----- SUPPLIED MATERIAL -----

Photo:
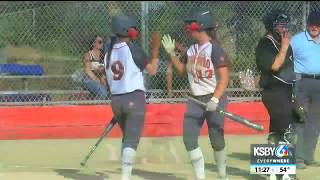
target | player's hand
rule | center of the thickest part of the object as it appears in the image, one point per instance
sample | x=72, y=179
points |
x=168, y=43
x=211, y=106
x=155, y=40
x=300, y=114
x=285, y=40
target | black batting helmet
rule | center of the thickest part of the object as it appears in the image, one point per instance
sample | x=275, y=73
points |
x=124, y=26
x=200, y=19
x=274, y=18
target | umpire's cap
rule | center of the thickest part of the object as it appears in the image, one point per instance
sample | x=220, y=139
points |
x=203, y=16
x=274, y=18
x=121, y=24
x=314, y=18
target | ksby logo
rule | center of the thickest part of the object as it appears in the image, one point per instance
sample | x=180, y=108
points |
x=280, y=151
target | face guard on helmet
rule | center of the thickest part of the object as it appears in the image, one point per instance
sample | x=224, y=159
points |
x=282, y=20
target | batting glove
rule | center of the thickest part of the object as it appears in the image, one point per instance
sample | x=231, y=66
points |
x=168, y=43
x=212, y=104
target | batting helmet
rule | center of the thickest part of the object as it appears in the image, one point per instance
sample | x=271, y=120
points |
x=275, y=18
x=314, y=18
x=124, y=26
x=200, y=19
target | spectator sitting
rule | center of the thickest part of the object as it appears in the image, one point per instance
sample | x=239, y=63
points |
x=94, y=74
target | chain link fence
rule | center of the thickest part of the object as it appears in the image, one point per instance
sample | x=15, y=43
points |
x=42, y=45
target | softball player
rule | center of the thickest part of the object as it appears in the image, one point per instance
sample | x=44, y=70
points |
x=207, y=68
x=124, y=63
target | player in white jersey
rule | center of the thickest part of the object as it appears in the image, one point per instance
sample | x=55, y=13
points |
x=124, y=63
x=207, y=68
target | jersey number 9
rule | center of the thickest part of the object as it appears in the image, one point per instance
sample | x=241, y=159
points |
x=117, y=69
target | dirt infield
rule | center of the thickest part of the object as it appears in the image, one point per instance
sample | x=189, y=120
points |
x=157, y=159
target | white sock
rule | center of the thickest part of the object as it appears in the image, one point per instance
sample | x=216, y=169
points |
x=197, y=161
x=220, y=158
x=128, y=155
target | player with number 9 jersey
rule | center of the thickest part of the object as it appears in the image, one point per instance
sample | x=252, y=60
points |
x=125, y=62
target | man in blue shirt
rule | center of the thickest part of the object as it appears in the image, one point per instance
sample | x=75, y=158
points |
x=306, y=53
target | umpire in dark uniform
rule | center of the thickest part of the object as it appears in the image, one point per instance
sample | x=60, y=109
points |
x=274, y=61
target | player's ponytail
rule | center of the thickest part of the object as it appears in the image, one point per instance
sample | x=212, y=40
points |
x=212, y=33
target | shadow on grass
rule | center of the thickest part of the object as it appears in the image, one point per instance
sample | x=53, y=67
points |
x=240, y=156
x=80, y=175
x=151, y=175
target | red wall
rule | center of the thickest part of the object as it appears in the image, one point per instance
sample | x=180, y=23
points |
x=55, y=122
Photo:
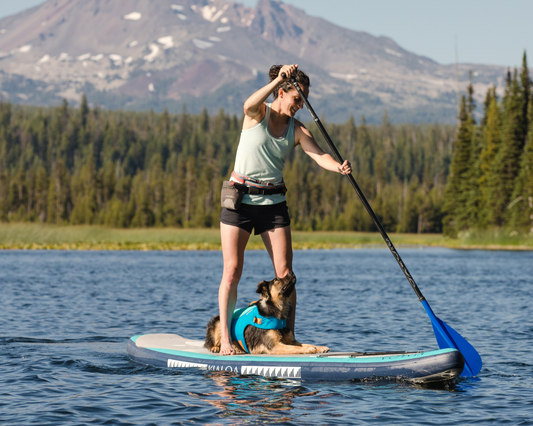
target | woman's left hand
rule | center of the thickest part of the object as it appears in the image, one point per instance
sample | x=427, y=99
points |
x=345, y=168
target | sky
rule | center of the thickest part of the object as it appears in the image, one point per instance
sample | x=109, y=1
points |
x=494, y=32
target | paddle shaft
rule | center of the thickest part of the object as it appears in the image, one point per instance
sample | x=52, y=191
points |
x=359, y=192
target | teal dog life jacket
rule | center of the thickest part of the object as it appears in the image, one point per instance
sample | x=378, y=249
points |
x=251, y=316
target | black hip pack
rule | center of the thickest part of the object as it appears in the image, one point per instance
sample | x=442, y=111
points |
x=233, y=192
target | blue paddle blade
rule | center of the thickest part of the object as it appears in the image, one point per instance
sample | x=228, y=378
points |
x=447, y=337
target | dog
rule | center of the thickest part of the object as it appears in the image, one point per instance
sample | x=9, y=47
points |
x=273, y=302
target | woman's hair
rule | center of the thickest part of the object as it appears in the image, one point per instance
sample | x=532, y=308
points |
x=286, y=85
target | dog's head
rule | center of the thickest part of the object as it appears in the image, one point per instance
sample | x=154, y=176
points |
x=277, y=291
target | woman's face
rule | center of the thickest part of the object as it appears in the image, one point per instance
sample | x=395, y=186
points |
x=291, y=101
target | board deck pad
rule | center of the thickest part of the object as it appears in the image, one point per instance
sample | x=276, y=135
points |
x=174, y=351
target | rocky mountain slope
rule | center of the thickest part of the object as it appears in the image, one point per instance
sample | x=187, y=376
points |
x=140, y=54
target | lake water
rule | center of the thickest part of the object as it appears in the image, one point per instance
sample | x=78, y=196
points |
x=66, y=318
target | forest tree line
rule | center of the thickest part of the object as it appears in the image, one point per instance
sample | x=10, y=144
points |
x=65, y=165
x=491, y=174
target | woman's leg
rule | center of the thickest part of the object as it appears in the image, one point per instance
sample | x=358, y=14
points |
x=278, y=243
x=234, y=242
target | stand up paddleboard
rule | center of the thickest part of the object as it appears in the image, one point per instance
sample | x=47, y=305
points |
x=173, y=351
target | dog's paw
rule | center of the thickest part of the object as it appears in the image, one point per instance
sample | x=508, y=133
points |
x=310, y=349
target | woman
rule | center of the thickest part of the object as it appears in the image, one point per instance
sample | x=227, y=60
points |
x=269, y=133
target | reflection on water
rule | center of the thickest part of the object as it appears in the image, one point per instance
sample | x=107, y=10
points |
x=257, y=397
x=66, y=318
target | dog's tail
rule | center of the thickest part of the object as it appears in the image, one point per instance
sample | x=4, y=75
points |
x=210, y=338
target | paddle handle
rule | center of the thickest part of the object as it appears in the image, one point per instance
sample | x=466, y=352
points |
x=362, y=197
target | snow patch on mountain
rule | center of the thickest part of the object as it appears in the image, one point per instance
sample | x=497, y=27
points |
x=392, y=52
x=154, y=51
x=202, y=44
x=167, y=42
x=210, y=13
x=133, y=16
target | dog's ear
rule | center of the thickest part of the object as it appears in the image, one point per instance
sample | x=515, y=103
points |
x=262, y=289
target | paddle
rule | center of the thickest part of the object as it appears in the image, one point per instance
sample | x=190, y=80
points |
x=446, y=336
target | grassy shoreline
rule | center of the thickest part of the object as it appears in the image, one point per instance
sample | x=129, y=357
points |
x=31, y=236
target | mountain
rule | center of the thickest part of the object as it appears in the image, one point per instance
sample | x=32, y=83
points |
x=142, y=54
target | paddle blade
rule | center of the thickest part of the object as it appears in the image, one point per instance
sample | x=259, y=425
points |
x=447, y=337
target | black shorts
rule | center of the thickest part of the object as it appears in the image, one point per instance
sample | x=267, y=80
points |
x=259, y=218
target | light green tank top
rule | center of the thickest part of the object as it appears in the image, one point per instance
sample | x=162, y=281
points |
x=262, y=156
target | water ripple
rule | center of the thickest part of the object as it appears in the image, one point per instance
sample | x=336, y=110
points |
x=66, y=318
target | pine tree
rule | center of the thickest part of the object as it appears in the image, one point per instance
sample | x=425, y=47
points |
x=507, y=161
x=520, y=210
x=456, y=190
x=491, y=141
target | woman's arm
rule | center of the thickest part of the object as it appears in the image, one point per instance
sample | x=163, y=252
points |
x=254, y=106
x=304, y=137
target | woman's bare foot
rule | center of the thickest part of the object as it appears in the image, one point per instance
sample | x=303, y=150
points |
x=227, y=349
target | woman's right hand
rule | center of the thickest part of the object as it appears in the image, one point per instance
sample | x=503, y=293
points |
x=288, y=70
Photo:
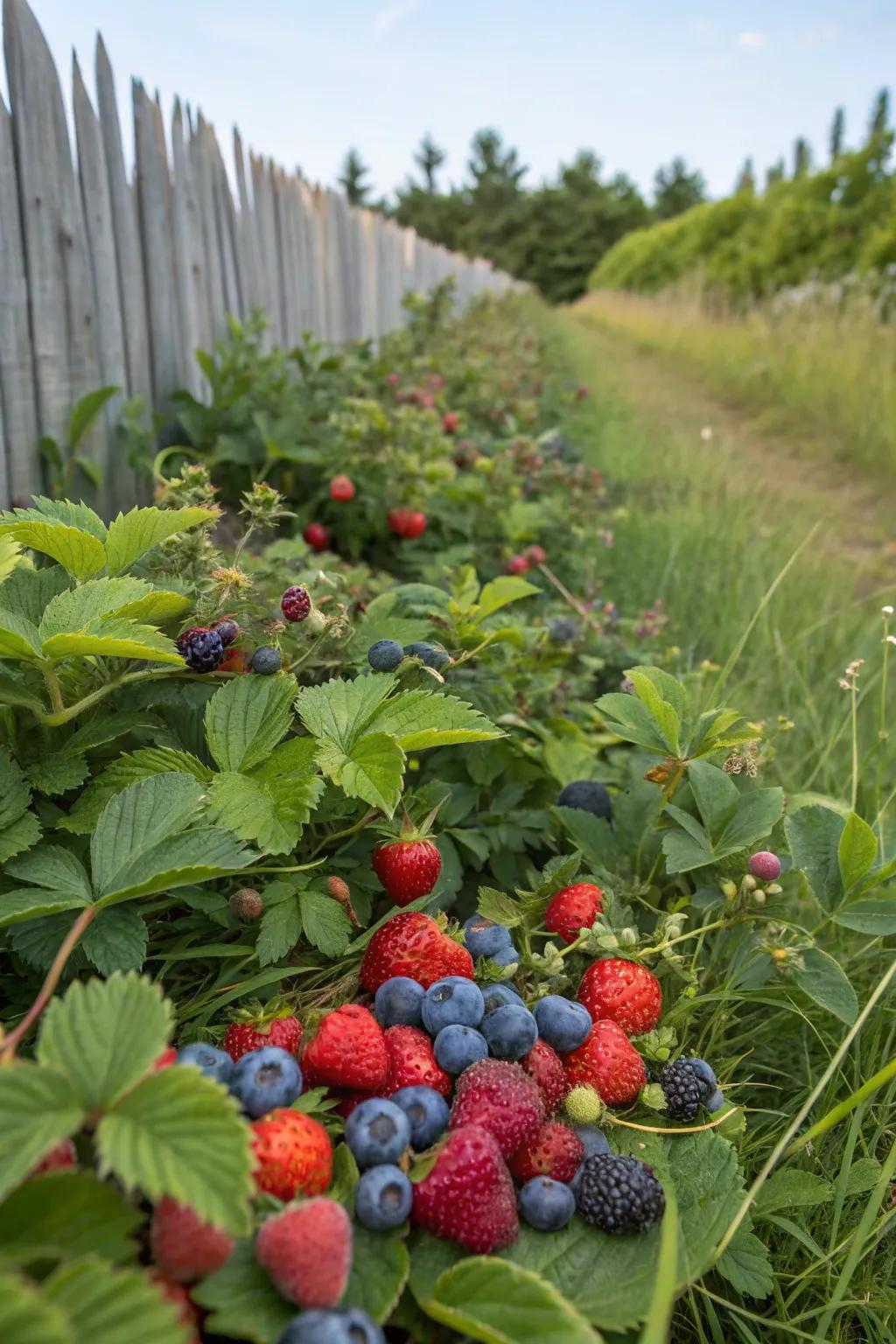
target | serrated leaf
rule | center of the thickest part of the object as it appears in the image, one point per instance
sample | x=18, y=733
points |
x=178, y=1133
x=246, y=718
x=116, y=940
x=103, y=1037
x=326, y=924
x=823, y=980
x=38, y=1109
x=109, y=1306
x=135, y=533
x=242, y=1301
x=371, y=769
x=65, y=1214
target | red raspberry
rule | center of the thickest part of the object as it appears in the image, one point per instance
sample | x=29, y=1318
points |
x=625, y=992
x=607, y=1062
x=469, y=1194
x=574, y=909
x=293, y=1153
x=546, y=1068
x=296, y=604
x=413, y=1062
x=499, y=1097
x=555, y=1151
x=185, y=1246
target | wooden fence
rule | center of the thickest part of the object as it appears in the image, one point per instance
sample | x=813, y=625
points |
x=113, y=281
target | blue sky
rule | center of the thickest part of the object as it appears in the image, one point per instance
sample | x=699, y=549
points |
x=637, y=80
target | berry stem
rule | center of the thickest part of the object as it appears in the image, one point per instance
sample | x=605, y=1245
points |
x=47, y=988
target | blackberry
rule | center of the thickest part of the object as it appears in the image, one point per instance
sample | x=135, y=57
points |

-----

**WORK TO DO**.
Only what runs from the line containing "target | woman's right hand" through the end of the entries above should be extracted, exactly and without pictures.

**SOLUTION TO THE PROBLEM**.
target | woman's right hand
rule | center of the thickest part of the object as it appears in the image, one point per instance
sample | x=503, y=293
points |
x=288, y=70
Photo:
target | serrated leaf
rule | center of the thickest part of the object as it appears in the image, one point per instance
sample | x=18, y=733
points |
x=178, y=1133
x=246, y=718
x=116, y=940
x=103, y=1037
x=326, y=924
x=823, y=980
x=38, y=1109
x=109, y=1306
x=135, y=533
x=242, y=1301
x=371, y=769
x=65, y=1214
target | red raspberry
rule | center of the thickest part of the object as it appears in the image, one point per instance
sample | x=29, y=1318
points |
x=625, y=992
x=607, y=1062
x=469, y=1194
x=574, y=909
x=293, y=1153
x=546, y=1068
x=296, y=604
x=413, y=1062
x=499, y=1097
x=555, y=1151
x=185, y=1246
target | wooden fence
rule | center of the thickest part of the object as it appears in the image, one point per instance
sample | x=813, y=625
points |
x=113, y=281
target | blue sky
rule | center of the thickest part of the object as it appears in the image, one point per instance
sample | x=699, y=549
points |
x=637, y=80
target | berry stem
rule | center of the thickest part of the object as it appears in the image, one point per instance
sample | x=605, y=1245
points |
x=47, y=988
target | blackberry
rule | center of the thickest part of the object as it appears in the image, one point per instance
sample | x=135, y=57
points |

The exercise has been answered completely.